Exercise requirements: How would you translate this sentence from the judgment excerpt below into Spanish: "It is also important to have in mind what relief the Claimants seek under CPR r.6.15."?

Document excerpt:
◆ ◆ ◆

I have concluded, therefore, that:
for the purpose of section 1140, the Claimants did not leave a claim form for the First Defendant on 19 June; ii) so that the Claimants are not entitled to the declaration they seek;
for the purpose of CPR Part 6, the Claimants did not serve (or purportedly serve) a claim form on the First Defendant by a permitted method on 19 June.
There is a suggestion in some of the Claimants’ evidence that they contend that the claim form was served on the First Defendant under cover of the 7 June letter but, for the reasons given by Christopher Clarke J in Asia Pacific, that is not so, because the letter made clear that the claim form was then being provided for information only and not by way of service.
CPR r.6.15
The Claimants seek relief, alternatively, under CPR r.6.15 in relation to both the claim form and the Particulars of Claim. In fact, CPR r.6.27, not CPR r.6.15, applies to the Particulars of Claim, but nothing turns on this, because CPR r.6.27 applies CPR r.6.15
to Particulars of Claim.
It is important to have in mind what CPR r.6.15 actually provides; namely:
“(1) Where it appears to the court that there is a good reason to authorise service by a method or at a place not otherwise permitted by this Part, the court may make an order permitting service by an alternative method or at an alternative place.
(2) On an application under this rule, the court may order that steps already taken to bring the claim form to the attention of the defendant by an alternative method or at an alternative place is good service…”
It is also important to have in mind what relief the Claimants seek under CPR r.6.15. They merely seek an order that service at an alternative place (in this context, Unit 44 or Plough Place) is good service.

◆ ◆ ◆

Information given:

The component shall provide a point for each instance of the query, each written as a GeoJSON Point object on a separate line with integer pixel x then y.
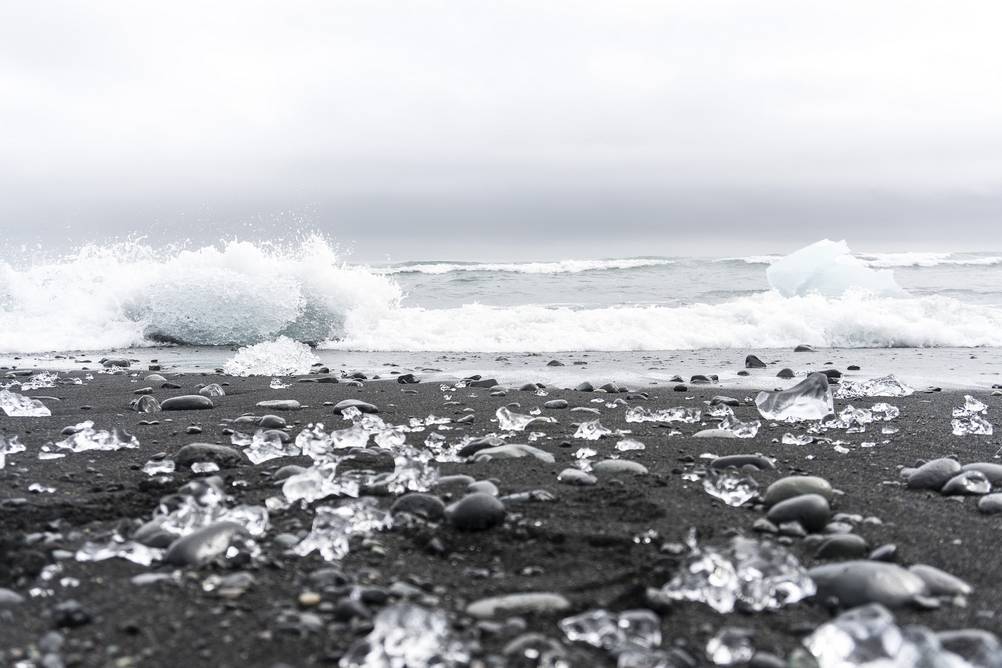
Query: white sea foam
{"type": "Point", "coordinates": [761, 320]}
{"type": "Point", "coordinates": [561, 266]}
{"type": "Point", "coordinates": [122, 294]}
{"type": "Point", "coordinates": [828, 267]}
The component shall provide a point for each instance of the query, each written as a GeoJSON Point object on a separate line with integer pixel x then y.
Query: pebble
{"type": "Point", "coordinates": [203, 545]}
{"type": "Point", "coordinates": [933, 475]}
{"type": "Point", "coordinates": [812, 511]}
{"type": "Point", "coordinates": [618, 467]}
{"type": "Point", "coordinates": [576, 477]}
{"type": "Point", "coordinates": [517, 604]}
{"type": "Point", "coordinates": [281, 405]}
{"type": "Point", "coordinates": [186, 403]}
{"type": "Point", "coordinates": [513, 451]}
{"type": "Point", "coordinates": [857, 583]}
{"type": "Point", "coordinates": [795, 486]}
{"type": "Point", "coordinates": [425, 506]}
{"type": "Point", "coordinates": [364, 407]}
{"type": "Point", "coordinates": [476, 512]}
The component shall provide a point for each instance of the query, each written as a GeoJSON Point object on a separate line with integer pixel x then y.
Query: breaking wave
{"type": "Point", "coordinates": [562, 266]}
{"type": "Point", "coordinates": [118, 295]}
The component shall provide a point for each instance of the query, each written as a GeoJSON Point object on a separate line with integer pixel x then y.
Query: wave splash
{"type": "Point", "coordinates": [562, 266]}
{"type": "Point", "coordinates": [127, 294]}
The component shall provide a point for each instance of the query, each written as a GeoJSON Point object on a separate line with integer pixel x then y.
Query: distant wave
{"type": "Point", "coordinates": [561, 266]}
{"type": "Point", "coordinates": [893, 259]}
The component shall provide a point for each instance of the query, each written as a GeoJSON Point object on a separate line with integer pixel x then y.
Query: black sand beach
{"type": "Point", "coordinates": [584, 544]}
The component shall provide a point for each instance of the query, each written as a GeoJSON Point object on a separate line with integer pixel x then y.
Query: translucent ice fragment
{"type": "Point", "coordinates": [509, 421]}
{"type": "Point", "coordinates": [809, 400]}
{"type": "Point", "coordinates": [407, 635]}
{"type": "Point", "coordinates": [758, 575]}
{"type": "Point", "coordinates": [118, 548]}
{"type": "Point", "coordinates": [887, 386]}
{"type": "Point", "coordinates": [591, 430]}
{"type": "Point", "coordinates": [333, 528]}
{"type": "Point", "coordinates": [85, 438]}
{"type": "Point", "coordinates": [626, 445]}
{"type": "Point", "coordinates": [158, 467]}
{"type": "Point", "coordinates": [869, 636]}
{"type": "Point", "coordinates": [674, 414]}
{"type": "Point", "coordinates": [19, 406]}
{"type": "Point", "coordinates": [972, 425]}
{"type": "Point", "coordinates": [730, 646]}
{"type": "Point", "coordinates": [630, 630]}
{"type": "Point", "coordinates": [730, 488]}
{"type": "Point", "coordinates": [9, 446]}
{"type": "Point", "coordinates": [265, 445]}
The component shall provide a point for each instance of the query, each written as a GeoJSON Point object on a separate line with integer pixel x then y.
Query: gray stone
{"type": "Point", "coordinates": [186, 403]}
{"type": "Point", "coordinates": [812, 511]}
{"type": "Point", "coordinates": [856, 583]}
{"type": "Point", "coordinates": [795, 486]}
{"type": "Point", "coordinates": [203, 545]}
{"type": "Point", "coordinates": [933, 475]}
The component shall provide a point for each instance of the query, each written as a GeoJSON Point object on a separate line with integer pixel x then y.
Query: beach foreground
{"type": "Point", "coordinates": [596, 546]}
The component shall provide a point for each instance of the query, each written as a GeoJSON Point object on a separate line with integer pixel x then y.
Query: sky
{"type": "Point", "coordinates": [460, 129]}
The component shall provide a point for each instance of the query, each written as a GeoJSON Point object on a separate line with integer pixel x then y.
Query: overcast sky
{"type": "Point", "coordinates": [631, 126]}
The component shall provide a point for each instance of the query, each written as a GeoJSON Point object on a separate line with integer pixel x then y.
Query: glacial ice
{"type": "Point", "coordinates": [19, 406]}
{"type": "Point", "coordinates": [406, 635]}
{"type": "Point", "coordinates": [828, 268]}
{"type": "Point", "coordinates": [9, 446]}
{"type": "Point", "coordinates": [809, 400]}
{"type": "Point", "coordinates": [85, 438]}
{"type": "Point", "coordinates": [334, 527]}
{"type": "Point", "coordinates": [755, 574]}
{"type": "Point", "coordinates": [887, 386]}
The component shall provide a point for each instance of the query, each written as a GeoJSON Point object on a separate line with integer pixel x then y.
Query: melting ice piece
{"type": "Point", "coordinates": [264, 446]}
{"type": "Point", "coordinates": [282, 357]}
{"type": "Point", "coordinates": [9, 447]}
{"type": "Point", "coordinates": [758, 575]}
{"type": "Point", "coordinates": [118, 548]}
{"type": "Point", "coordinates": [674, 414]}
{"type": "Point", "coordinates": [333, 528]}
{"type": "Point", "coordinates": [731, 489]}
{"type": "Point", "coordinates": [408, 635]}
{"type": "Point", "coordinates": [741, 430]}
{"type": "Point", "coordinates": [809, 400]}
{"type": "Point", "coordinates": [509, 421]}
{"type": "Point", "coordinates": [887, 386]}
{"type": "Point", "coordinates": [591, 430]}
{"type": "Point", "coordinates": [869, 636]}
{"type": "Point", "coordinates": [730, 646]}
{"type": "Point", "coordinates": [627, 631]}
{"type": "Point", "coordinates": [85, 438]}
{"type": "Point", "coordinates": [19, 406]}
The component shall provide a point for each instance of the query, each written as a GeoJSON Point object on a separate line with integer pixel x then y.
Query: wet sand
{"type": "Point", "coordinates": [582, 545]}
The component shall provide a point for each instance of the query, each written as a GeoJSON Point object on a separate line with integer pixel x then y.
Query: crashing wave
{"type": "Point", "coordinates": [562, 266]}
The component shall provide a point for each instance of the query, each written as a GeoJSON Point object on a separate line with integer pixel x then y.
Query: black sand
{"type": "Point", "coordinates": [582, 545]}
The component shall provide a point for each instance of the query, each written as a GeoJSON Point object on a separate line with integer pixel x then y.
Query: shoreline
{"type": "Point", "coordinates": [590, 545]}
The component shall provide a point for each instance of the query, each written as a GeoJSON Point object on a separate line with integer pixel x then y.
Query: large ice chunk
{"type": "Point", "coordinates": [19, 406]}
{"type": "Point", "coordinates": [829, 268]}
{"type": "Point", "coordinates": [408, 635]}
{"type": "Point", "coordinates": [758, 575]}
{"type": "Point", "coordinates": [809, 400]}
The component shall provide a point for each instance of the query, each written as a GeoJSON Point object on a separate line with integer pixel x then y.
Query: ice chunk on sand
{"type": "Point", "coordinates": [809, 400]}
{"type": "Point", "coordinates": [828, 268]}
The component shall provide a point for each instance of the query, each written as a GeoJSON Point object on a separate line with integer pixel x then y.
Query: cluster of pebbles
{"type": "Point", "coordinates": [331, 508]}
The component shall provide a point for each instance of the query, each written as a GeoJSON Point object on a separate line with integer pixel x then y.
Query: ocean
{"type": "Point", "coordinates": [128, 294]}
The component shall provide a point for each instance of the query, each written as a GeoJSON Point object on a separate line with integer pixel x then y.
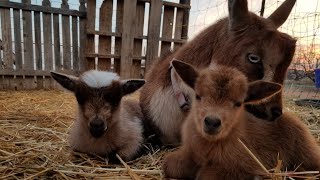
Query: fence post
{"type": "Point", "coordinates": [129, 11]}
{"type": "Point", "coordinates": [90, 30]}
{"type": "Point", "coordinates": [153, 32]}
{"type": "Point", "coordinates": [82, 29]}
{"type": "Point", "coordinates": [185, 22]}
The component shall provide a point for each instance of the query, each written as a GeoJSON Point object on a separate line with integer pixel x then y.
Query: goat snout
{"type": "Point", "coordinates": [212, 125]}
{"type": "Point", "coordinates": [276, 112]}
{"type": "Point", "coordinates": [97, 127]}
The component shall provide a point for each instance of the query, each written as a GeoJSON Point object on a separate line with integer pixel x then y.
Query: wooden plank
{"type": "Point", "coordinates": [178, 28]}
{"type": "Point", "coordinates": [118, 41]}
{"type": "Point", "coordinates": [82, 31]}
{"type": "Point", "coordinates": [137, 46]}
{"type": "Point", "coordinates": [105, 25]}
{"type": "Point", "coordinates": [153, 32]}
{"type": "Point", "coordinates": [172, 4]}
{"type": "Point", "coordinates": [82, 27]}
{"type": "Point", "coordinates": [17, 38]}
{"type": "Point", "coordinates": [30, 82]}
{"type": "Point", "coordinates": [47, 44]}
{"type": "Point", "coordinates": [185, 21]}
{"type": "Point", "coordinates": [19, 82]}
{"type": "Point", "coordinates": [66, 42]}
{"type": "Point", "coordinates": [37, 34]}
{"type": "Point", "coordinates": [37, 8]}
{"type": "Point", "coordinates": [75, 46]}
{"type": "Point", "coordinates": [66, 37]}
{"type": "Point", "coordinates": [47, 41]}
{"type": "Point", "coordinates": [27, 38]}
{"type": "Point", "coordinates": [90, 47]}
{"type": "Point", "coordinates": [40, 82]}
{"type": "Point", "coordinates": [7, 61]}
{"type": "Point", "coordinates": [128, 28]}
{"type": "Point", "coordinates": [12, 72]}
{"type": "Point", "coordinates": [56, 42]}
{"type": "Point", "coordinates": [167, 28]}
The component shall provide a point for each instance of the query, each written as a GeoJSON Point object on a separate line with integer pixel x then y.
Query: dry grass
{"type": "Point", "coordinates": [34, 128]}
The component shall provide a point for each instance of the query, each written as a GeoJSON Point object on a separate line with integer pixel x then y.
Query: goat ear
{"type": "Point", "coordinates": [238, 13]}
{"type": "Point", "coordinates": [259, 90]}
{"type": "Point", "coordinates": [67, 81]}
{"type": "Point", "coordinates": [131, 85]}
{"type": "Point", "coordinates": [280, 15]}
{"type": "Point", "coordinates": [187, 73]}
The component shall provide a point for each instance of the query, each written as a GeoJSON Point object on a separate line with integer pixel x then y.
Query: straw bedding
{"type": "Point", "coordinates": [34, 127]}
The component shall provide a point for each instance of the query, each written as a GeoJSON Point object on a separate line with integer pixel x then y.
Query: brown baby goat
{"type": "Point", "coordinates": [105, 124]}
{"type": "Point", "coordinates": [217, 119]}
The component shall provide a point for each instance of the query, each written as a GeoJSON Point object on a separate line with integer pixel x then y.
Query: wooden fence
{"type": "Point", "coordinates": [119, 36]}
{"type": "Point", "coordinates": [135, 41]}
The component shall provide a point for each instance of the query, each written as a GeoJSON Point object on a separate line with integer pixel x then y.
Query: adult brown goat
{"type": "Point", "coordinates": [243, 40]}
{"type": "Point", "coordinates": [217, 119]}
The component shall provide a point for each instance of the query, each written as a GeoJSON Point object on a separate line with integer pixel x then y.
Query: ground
{"type": "Point", "coordinates": [34, 127]}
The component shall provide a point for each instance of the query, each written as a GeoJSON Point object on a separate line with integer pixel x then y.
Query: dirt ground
{"type": "Point", "coordinates": [34, 127]}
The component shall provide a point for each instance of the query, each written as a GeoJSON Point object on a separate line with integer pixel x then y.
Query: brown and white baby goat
{"type": "Point", "coordinates": [211, 149]}
{"type": "Point", "coordinates": [105, 124]}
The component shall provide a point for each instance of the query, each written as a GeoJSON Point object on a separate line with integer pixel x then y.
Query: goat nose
{"type": "Point", "coordinates": [212, 123]}
{"type": "Point", "coordinates": [96, 123]}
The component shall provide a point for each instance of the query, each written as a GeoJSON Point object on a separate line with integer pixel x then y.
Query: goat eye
{"type": "Point", "coordinates": [198, 98]}
{"type": "Point", "coordinates": [237, 104]}
{"type": "Point", "coordinates": [253, 58]}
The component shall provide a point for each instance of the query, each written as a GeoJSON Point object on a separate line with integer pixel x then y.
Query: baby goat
{"type": "Point", "coordinates": [217, 119]}
{"type": "Point", "coordinates": [105, 124]}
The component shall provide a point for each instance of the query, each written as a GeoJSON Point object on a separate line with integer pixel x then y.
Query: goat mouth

◆ ◆ ◆

Answer to this problem: También es importante tener presente qué tutela solicitan los Demandantes al amparo de la CPR r.6.15.